### Required task
Report every line in the entries that contains the word "plant", copying each one in full.

### Materials provided
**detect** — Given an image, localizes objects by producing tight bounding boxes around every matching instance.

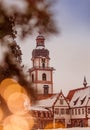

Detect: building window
[75,109,77,115]
[54,108,59,114]
[82,108,84,114]
[72,109,74,115]
[42,73,46,80]
[32,74,34,82]
[43,85,49,94]
[88,108,90,114]
[78,108,81,115]
[61,109,65,115]
[60,99,64,105]
[42,58,45,68]
[66,109,70,114]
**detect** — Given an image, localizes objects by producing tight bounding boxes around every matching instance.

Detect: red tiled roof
[67,87,87,101]
[37,93,56,100]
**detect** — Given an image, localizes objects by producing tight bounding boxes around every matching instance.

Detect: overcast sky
[19,0,90,95]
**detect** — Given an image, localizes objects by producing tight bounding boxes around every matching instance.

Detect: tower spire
[36,32,45,47]
[83,76,87,87]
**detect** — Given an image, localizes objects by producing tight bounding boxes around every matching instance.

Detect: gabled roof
[37,94,59,108]
[70,86,90,107]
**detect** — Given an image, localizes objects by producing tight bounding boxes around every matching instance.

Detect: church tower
[29,34,54,94]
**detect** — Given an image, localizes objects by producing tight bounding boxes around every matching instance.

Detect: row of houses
[31,81,90,128]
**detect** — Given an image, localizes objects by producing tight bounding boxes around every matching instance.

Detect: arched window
[42,58,45,68]
[42,73,46,80]
[32,74,34,82]
[43,85,49,94]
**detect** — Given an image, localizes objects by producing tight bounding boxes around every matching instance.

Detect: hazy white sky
[19,0,90,95]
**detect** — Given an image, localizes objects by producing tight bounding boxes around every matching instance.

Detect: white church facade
[29,34,90,129]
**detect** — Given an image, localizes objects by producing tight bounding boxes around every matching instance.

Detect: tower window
[32,74,34,82]
[43,85,49,94]
[42,73,46,80]
[42,58,45,68]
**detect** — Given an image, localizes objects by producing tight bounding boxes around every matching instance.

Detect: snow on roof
[37,94,58,107]
[70,86,90,107]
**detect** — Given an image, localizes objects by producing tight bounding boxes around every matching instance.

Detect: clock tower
[29,33,54,95]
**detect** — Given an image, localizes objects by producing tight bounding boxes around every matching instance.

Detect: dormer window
[73,97,79,105]
[60,99,64,105]
[81,96,86,105]
[43,85,49,94]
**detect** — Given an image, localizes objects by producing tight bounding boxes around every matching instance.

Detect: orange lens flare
[3,115,34,130]
[7,92,30,115]
[0,108,4,122]
[0,78,34,130]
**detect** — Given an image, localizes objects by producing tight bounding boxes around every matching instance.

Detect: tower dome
[36,33,45,47]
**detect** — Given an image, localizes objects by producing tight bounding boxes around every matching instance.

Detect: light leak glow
[0,78,34,130]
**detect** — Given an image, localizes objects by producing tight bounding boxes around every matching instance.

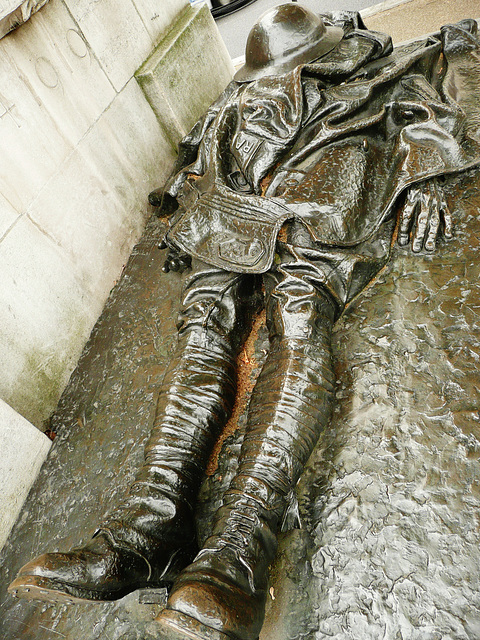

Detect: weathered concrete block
[136,5,233,144]
[0,216,98,430]
[0,399,52,549]
[0,0,116,212]
[65,0,153,91]
[0,193,20,238]
[0,0,48,38]
[133,0,189,43]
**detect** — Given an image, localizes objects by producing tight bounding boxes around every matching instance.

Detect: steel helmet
[235,3,343,82]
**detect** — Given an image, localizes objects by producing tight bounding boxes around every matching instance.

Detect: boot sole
[8,576,166,604]
[154,609,258,640]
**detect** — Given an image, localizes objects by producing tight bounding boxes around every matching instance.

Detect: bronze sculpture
[8,5,480,640]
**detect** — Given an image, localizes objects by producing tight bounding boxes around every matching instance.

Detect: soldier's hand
[148,188,178,218]
[398,178,453,252]
[158,240,192,273]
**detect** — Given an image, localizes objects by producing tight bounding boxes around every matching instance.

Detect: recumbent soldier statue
[10,4,480,640]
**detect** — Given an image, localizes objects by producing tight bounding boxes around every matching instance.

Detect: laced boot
[9,331,244,603]
[157,288,334,640]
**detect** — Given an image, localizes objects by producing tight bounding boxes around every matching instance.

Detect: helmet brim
[233,27,344,82]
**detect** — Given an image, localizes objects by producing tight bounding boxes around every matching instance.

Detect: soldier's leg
[10,263,258,601]
[158,241,338,640]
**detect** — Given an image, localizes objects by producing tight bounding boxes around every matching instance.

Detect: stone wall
[0,0,233,542]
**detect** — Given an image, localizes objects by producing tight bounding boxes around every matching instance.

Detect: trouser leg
[10,264,256,602]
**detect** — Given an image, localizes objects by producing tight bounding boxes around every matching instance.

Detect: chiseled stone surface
[0,0,228,428]
[136,4,234,146]
[0,171,480,640]
[0,400,52,548]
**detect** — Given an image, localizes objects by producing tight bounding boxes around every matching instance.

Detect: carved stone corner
[0,0,48,38]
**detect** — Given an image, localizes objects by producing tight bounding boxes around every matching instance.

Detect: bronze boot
[9,324,248,602]
[157,294,334,640]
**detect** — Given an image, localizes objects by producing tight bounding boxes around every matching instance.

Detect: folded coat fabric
[166,13,480,273]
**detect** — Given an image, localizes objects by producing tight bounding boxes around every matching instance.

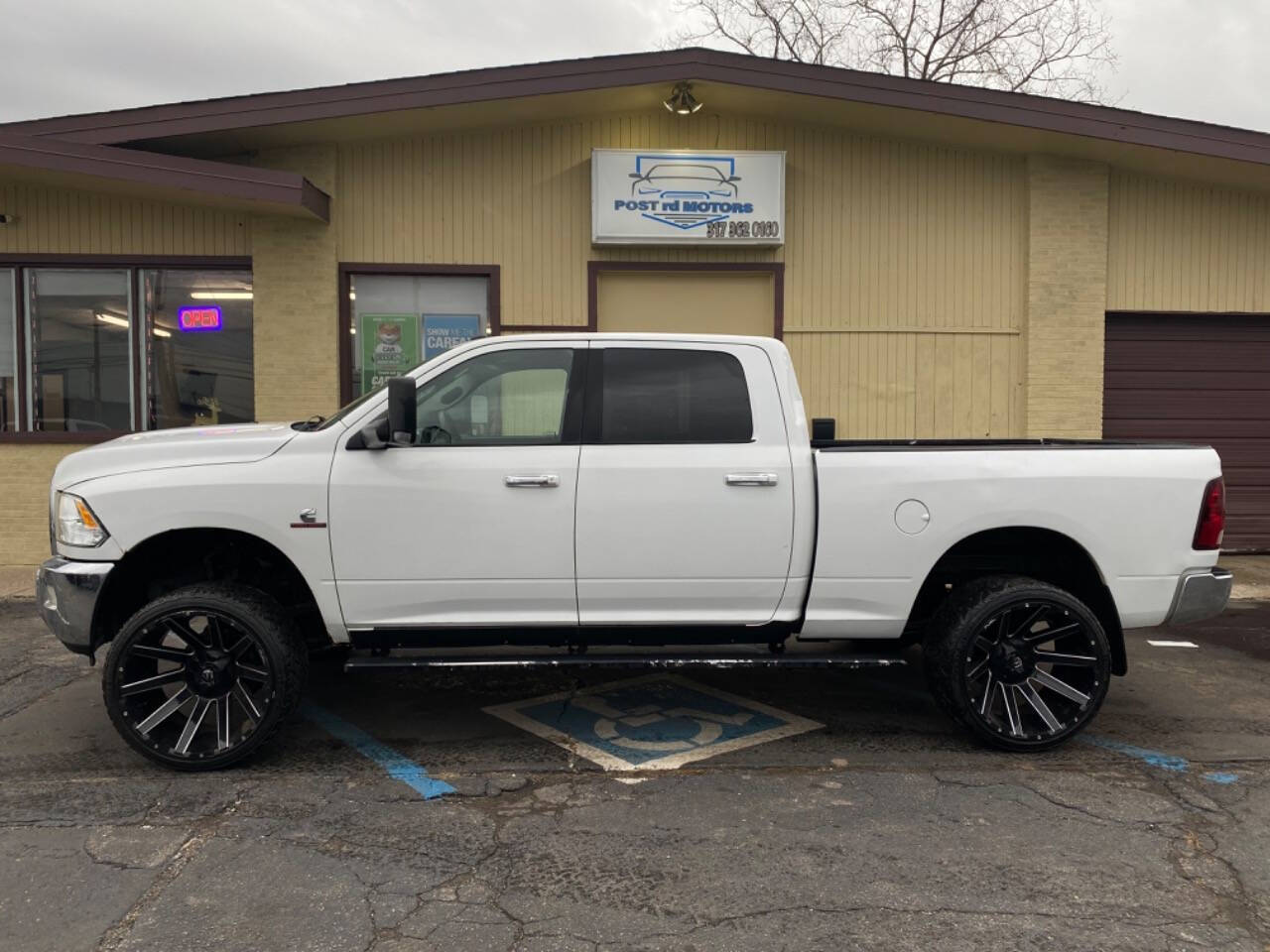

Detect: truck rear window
[599,348,753,443]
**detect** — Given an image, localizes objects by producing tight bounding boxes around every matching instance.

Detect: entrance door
[576,340,794,626]
[329,341,585,629]
[595,271,776,337]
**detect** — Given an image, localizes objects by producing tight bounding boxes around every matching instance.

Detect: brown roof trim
[0,49,1270,164]
[0,130,330,222]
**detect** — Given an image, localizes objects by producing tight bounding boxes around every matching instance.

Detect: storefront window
[0,268,18,432]
[141,269,255,429]
[27,268,132,432]
[349,274,489,396]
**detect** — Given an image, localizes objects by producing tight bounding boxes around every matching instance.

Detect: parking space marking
[485,674,825,771]
[1080,734,1239,783]
[301,702,454,799]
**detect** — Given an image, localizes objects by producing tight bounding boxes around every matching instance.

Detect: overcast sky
[0,0,1270,132]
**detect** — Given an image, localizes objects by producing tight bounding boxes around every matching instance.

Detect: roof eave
[0,132,330,222]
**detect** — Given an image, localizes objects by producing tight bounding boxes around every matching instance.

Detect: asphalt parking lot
[0,602,1270,952]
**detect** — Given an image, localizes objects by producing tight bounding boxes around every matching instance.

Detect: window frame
[0,253,253,443]
[581,339,758,447]
[335,262,503,407]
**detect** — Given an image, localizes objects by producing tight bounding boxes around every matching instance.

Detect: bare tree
[672,0,1115,101]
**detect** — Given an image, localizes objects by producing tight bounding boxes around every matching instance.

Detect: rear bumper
[1165,567,1234,625]
[36,557,114,654]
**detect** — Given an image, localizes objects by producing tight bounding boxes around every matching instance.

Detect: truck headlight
[56,493,110,548]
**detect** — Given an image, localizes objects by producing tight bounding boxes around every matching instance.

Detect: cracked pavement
[0,602,1270,952]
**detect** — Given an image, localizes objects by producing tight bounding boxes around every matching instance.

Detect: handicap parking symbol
[485,674,825,771]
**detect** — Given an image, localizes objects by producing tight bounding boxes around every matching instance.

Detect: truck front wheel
[924,575,1111,750]
[101,583,309,771]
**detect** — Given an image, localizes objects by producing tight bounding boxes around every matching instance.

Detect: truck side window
[599,348,753,443]
[416,348,572,445]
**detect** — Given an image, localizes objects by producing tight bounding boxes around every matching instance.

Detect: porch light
[662,82,704,115]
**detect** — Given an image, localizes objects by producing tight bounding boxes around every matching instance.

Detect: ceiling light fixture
[662,82,704,115]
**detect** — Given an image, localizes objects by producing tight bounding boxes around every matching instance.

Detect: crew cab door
[576,340,794,625]
[329,341,585,629]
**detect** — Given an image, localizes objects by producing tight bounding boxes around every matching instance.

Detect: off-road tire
[101,583,309,771]
[922,575,1111,752]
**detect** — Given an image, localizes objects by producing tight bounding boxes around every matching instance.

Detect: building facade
[0,50,1270,571]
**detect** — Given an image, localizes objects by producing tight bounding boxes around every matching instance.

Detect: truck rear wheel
[101,583,309,771]
[924,575,1111,750]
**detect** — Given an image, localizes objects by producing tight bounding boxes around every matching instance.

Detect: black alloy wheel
[926,577,1111,750]
[103,585,308,771]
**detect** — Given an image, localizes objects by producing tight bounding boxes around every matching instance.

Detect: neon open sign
[177,304,221,331]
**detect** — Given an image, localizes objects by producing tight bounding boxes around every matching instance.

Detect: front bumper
[1165,567,1234,625]
[36,557,114,656]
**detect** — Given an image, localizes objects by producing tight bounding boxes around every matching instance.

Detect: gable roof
[0,49,1270,173]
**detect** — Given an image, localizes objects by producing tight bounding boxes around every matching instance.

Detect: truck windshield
[313,384,387,430]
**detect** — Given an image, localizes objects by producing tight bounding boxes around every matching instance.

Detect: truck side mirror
[348,420,389,449]
[389,377,417,445]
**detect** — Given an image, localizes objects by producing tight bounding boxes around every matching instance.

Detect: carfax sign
[590,149,785,245]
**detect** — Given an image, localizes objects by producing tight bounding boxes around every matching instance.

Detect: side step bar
[344,652,906,671]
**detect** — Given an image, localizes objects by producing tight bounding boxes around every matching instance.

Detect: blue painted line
[1204,771,1239,783]
[1084,734,1190,774]
[1080,734,1239,783]
[300,702,454,799]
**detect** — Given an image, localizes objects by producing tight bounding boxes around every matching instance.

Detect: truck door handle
[503,473,560,489]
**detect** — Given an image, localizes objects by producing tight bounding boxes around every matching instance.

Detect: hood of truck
[54,422,296,489]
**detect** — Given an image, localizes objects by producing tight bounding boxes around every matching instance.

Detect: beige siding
[1107,172,1270,312]
[1025,155,1107,439]
[332,115,1028,436]
[0,443,83,568]
[0,181,251,257]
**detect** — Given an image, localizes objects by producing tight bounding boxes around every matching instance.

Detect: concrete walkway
[1221,554,1270,598]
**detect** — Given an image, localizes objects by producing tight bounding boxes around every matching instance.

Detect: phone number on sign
[706,221,780,239]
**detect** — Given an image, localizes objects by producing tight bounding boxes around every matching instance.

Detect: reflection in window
[416,348,572,445]
[27,268,132,432]
[141,269,255,429]
[0,268,18,432]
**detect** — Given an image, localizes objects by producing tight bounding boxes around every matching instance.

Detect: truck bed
[812,438,1204,453]
[803,439,1220,638]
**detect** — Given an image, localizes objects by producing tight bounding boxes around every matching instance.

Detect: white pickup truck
[37,334,1230,770]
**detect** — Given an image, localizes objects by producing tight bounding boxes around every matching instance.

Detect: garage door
[1102,314,1270,551]
[595,271,776,337]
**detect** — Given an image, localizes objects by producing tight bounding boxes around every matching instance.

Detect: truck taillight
[1192,476,1225,548]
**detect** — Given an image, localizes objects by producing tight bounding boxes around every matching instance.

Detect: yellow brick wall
[0,443,82,570]
[1024,155,1107,438]
[251,145,339,420]
[340,116,1028,439]
[1107,169,1270,313]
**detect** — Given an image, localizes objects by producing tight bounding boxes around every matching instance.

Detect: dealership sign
[590,149,785,245]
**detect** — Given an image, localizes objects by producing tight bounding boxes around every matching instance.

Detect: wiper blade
[291,414,326,431]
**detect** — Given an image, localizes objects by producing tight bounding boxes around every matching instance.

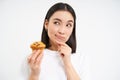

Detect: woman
[28,3,80,80]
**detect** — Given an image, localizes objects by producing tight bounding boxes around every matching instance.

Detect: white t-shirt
[22,49,82,80]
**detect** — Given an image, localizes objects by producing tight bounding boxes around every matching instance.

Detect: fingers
[28,50,43,64]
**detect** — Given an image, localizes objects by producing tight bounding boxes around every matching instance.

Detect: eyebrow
[53,18,73,23]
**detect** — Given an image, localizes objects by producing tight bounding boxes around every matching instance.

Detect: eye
[54,21,60,25]
[66,23,73,27]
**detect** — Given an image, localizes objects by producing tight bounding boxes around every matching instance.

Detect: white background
[0,0,120,80]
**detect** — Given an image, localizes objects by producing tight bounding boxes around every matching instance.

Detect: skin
[28,11,80,80]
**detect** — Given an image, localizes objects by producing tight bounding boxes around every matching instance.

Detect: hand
[57,42,72,64]
[28,50,43,76]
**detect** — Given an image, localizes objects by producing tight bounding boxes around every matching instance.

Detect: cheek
[48,27,56,37]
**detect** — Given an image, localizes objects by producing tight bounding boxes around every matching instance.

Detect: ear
[44,19,48,30]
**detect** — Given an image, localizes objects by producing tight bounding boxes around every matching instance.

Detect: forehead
[50,11,74,22]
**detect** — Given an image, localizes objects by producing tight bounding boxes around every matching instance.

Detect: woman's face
[45,11,74,44]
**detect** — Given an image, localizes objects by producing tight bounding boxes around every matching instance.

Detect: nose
[58,27,65,34]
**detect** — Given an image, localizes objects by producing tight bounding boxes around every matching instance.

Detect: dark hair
[41,2,76,53]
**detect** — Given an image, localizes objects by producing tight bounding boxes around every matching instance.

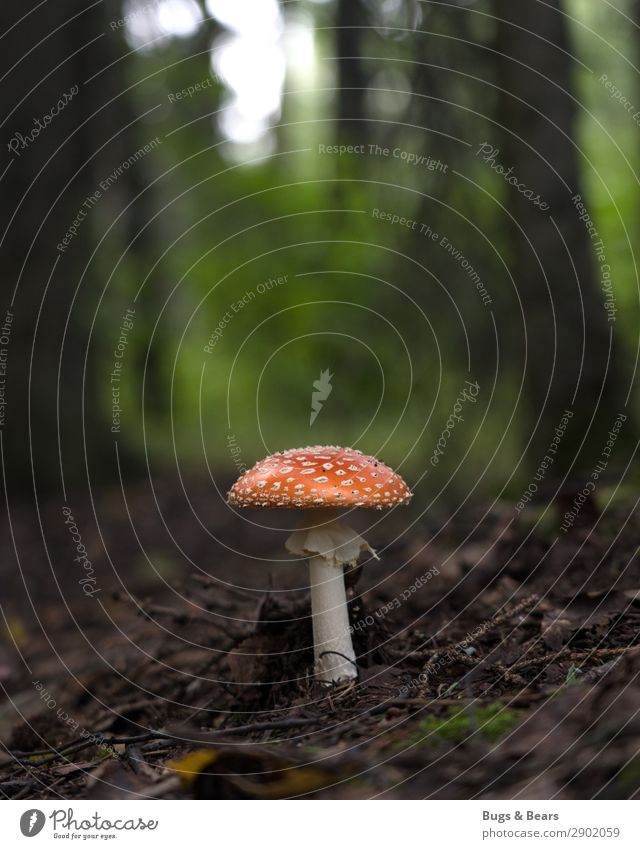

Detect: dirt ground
[0,481,640,799]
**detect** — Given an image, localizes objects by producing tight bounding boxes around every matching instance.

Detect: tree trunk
[496,0,636,483]
[0,0,131,493]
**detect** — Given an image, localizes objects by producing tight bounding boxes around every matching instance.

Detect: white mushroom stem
[286,510,376,684]
[309,554,358,683]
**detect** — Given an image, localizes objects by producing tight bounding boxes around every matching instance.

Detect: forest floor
[0,482,640,799]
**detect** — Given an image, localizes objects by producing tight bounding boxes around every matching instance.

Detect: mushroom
[228,445,412,684]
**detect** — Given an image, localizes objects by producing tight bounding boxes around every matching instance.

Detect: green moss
[402,702,521,746]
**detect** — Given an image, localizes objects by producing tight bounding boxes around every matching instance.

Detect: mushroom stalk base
[286,510,376,684]
[309,555,358,684]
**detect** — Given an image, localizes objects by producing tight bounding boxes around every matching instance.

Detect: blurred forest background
[0,0,640,506]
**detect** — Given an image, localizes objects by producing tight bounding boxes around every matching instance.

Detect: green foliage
[402,702,521,748]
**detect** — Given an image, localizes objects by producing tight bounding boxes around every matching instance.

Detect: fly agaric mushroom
[228,445,412,684]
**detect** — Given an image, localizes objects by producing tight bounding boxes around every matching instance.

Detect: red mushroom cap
[227,445,412,510]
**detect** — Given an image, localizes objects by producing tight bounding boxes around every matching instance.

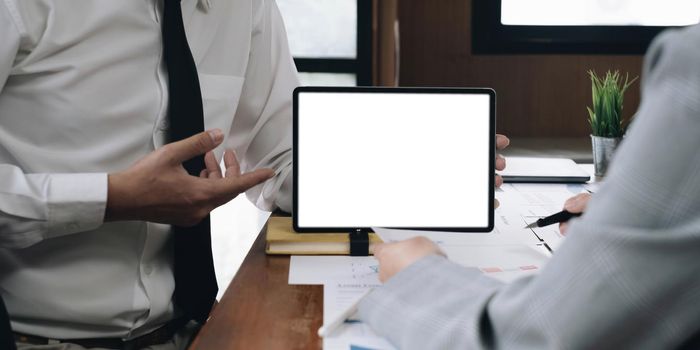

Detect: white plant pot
[591,135,622,176]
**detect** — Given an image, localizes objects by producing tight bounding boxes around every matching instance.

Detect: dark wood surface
[190,228,323,350]
[398,0,642,137]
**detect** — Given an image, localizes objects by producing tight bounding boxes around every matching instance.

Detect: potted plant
[586,71,637,176]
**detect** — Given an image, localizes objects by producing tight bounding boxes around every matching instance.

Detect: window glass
[501,0,700,26]
[277,0,357,58]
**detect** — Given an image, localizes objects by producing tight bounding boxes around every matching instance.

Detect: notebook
[498,157,591,183]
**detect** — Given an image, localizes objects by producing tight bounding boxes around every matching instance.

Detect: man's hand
[559,193,591,235]
[496,134,510,187]
[374,237,445,283]
[105,129,274,226]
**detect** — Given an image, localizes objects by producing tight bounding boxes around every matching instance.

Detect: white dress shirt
[0,0,298,339]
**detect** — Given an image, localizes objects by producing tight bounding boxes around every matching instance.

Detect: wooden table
[190,224,323,350]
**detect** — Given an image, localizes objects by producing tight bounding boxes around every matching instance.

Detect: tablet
[293,87,496,233]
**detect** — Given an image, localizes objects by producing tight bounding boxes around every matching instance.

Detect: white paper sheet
[372,227,549,282]
[323,280,394,350]
[288,255,379,284]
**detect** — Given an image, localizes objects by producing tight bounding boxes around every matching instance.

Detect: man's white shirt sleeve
[0,2,107,248]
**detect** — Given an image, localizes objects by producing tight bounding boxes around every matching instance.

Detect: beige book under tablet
[498,157,591,183]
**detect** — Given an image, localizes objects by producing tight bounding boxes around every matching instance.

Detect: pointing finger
[166,129,224,164]
[496,134,510,149]
[204,151,221,179]
[224,148,241,177]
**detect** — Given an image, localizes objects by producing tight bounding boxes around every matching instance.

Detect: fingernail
[207,129,224,144]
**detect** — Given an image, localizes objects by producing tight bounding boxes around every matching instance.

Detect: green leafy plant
[586,70,638,137]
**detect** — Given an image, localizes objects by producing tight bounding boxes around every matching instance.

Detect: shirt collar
[197,0,213,13]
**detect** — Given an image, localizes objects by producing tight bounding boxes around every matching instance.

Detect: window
[277,0,372,86]
[472,0,700,54]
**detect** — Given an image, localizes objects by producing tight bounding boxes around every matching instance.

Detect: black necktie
[0,297,15,350]
[163,0,218,322]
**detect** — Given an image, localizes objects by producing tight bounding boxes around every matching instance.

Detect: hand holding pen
[526,193,591,235]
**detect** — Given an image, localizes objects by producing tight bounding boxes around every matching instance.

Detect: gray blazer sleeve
[360,26,700,349]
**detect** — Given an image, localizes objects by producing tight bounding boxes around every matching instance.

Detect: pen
[318,288,374,338]
[525,210,582,228]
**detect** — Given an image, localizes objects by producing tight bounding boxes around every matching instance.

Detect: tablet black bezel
[292,86,496,233]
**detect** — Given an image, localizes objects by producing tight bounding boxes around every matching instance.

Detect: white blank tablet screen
[295,91,494,228]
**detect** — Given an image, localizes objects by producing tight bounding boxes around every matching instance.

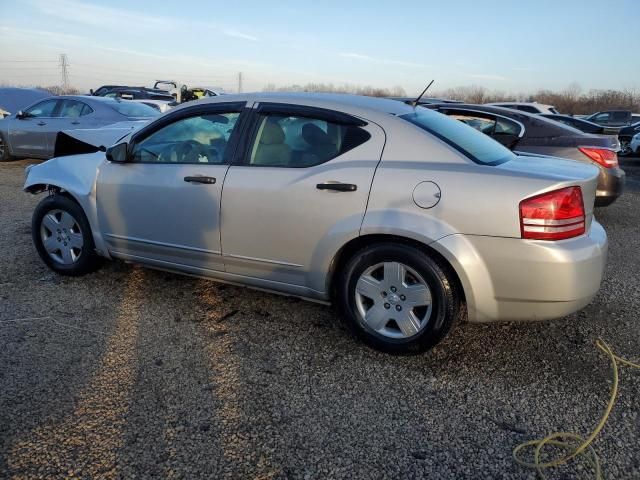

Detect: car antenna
[411,78,436,107]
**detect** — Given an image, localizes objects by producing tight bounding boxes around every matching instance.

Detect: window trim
[255,102,368,127]
[55,98,95,118]
[231,102,372,170]
[126,102,247,166]
[24,98,61,119]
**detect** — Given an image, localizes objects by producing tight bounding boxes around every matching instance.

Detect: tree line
[264,83,640,115]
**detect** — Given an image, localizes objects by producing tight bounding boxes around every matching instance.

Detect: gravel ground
[0,159,640,479]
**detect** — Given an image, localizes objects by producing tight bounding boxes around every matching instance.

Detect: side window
[249,114,371,168]
[26,100,58,118]
[451,113,496,135]
[494,118,521,136]
[593,113,609,122]
[133,112,240,164]
[58,100,93,118]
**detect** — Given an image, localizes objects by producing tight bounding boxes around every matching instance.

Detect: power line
[60,53,69,90]
[0,60,58,63]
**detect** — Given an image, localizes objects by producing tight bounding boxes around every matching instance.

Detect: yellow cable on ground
[513,338,640,480]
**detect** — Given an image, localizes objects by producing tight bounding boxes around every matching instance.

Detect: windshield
[400,108,515,165]
[108,101,160,118]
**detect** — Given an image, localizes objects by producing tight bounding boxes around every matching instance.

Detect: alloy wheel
[355,262,432,339]
[40,210,84,265]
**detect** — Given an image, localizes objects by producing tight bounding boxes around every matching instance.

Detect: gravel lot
[0,159,640,479]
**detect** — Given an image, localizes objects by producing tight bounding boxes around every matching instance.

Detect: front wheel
[337,243,462,353]
[31,195,101,276]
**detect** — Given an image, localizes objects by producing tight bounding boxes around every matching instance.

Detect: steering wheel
[176,140,209,163]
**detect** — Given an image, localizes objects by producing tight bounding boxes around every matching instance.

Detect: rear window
[109,100,160,117]
[400,108,515,165]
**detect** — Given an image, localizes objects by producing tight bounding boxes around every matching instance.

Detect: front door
[222,104,385,291]
[96,103,243,274]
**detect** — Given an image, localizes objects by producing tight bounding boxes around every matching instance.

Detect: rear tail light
[520,187,585,240]
[578,147,618,168]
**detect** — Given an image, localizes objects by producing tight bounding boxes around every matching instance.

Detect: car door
[8,98,59,158]
[222,103,385,291]
[96,103,244,274]
[43,99,93,157]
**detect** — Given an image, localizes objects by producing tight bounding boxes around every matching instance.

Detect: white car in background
[485,102,560,115]
[630,133,640,155]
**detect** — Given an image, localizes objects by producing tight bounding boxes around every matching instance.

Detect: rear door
[9,99,59,158]
[221,103,385,291]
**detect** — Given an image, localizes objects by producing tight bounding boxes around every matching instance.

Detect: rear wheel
[0,133,13,162]
[31,195,101,276]
[338,243,461,353]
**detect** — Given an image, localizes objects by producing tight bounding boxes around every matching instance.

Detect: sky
[0,0,640,94]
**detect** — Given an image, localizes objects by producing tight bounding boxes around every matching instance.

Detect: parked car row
[0,95,160,161]
[487,102,640,156]
[398,102,625,207]
[24,93,617,353]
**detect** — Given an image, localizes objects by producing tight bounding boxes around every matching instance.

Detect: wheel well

### Answer to the problem
Detect: white plant pot
Detect: potted plant
Detect: green leafy plant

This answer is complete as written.